◆ SUPPLIED MATERIAL:

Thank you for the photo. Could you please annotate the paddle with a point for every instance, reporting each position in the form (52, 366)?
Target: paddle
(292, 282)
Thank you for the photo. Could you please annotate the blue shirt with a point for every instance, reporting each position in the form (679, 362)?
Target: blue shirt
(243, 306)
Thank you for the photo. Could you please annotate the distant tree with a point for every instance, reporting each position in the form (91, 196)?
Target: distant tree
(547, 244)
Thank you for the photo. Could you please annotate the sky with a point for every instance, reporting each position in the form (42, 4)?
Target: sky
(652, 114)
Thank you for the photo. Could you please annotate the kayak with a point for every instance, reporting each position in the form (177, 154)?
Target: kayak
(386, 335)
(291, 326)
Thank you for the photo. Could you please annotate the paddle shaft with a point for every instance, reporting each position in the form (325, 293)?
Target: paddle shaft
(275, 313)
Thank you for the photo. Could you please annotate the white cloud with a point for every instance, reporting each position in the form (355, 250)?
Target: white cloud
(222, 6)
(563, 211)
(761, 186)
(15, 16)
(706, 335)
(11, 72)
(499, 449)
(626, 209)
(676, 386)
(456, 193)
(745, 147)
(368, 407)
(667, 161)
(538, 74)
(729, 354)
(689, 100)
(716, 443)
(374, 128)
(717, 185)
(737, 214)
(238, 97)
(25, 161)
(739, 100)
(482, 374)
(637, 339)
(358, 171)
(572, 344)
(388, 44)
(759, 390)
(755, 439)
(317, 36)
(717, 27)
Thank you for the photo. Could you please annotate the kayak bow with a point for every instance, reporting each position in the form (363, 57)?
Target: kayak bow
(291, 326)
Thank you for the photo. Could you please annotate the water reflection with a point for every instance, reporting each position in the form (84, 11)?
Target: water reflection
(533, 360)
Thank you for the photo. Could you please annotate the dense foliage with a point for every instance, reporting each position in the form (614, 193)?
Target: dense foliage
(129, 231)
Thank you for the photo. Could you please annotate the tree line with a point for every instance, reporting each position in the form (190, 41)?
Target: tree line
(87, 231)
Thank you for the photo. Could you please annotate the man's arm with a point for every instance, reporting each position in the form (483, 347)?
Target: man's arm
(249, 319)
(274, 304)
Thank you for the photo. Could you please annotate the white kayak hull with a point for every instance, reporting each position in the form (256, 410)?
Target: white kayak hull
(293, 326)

==

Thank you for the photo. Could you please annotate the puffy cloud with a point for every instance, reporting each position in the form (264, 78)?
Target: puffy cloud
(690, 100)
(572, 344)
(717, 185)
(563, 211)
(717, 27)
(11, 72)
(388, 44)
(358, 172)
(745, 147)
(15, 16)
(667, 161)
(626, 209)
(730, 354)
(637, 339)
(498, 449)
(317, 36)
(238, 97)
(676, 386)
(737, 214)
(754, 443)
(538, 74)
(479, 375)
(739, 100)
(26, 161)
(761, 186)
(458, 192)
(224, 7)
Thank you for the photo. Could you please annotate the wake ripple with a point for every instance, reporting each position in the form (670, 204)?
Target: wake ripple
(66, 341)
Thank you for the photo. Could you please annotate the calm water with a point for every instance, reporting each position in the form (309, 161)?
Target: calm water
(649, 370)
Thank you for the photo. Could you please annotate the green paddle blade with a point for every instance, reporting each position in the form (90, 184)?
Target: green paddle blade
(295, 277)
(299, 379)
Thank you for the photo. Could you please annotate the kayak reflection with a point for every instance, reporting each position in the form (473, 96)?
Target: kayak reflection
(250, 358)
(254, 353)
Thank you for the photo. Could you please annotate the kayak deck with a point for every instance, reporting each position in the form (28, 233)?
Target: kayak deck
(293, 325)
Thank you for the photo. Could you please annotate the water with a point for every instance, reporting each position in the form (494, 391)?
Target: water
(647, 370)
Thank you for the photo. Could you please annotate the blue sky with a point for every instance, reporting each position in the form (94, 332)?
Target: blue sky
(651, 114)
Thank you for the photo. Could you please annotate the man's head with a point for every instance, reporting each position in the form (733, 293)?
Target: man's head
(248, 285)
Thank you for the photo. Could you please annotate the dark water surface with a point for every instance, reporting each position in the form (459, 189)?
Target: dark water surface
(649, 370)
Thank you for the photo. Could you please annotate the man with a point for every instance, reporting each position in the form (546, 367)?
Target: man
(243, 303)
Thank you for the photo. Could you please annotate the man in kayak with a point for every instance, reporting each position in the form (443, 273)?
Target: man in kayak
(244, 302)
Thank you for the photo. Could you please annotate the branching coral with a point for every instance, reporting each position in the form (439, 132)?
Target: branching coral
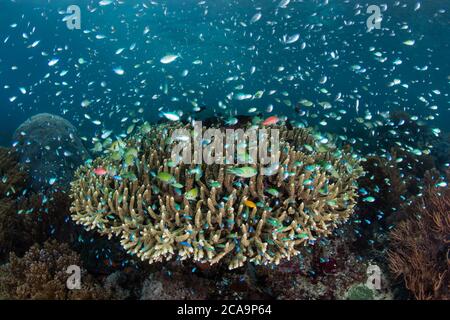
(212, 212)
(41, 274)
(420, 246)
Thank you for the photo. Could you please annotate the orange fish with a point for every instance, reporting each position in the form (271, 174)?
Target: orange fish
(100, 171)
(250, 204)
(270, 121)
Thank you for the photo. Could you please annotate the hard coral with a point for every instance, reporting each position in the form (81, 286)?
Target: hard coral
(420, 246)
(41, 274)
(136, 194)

◆ REQUIREMENT:
Among the entries above, find the line with "Target: distant tree" and the line with "form (325, 293)?"; give again exactly these two lines and all lines between them.

◆ ANSWER SPACE:
Target: distant tree
(547, 244)
Thank you for the photo. Could you please annotate the sky with a point for every instance, reporting each position in the form (42, 4)?
Target: sky
(652, 114)
Thank you for the photo. Could you please annotate the kayak with a point for every instance, reporting each position in the form (177, 154)?
Target: kayak
(386, 335)
(291, 326)
Thank you for the photo. Could you please annotate the paddle shaft with a point for every instance, reporting each position in the form (325, 293)?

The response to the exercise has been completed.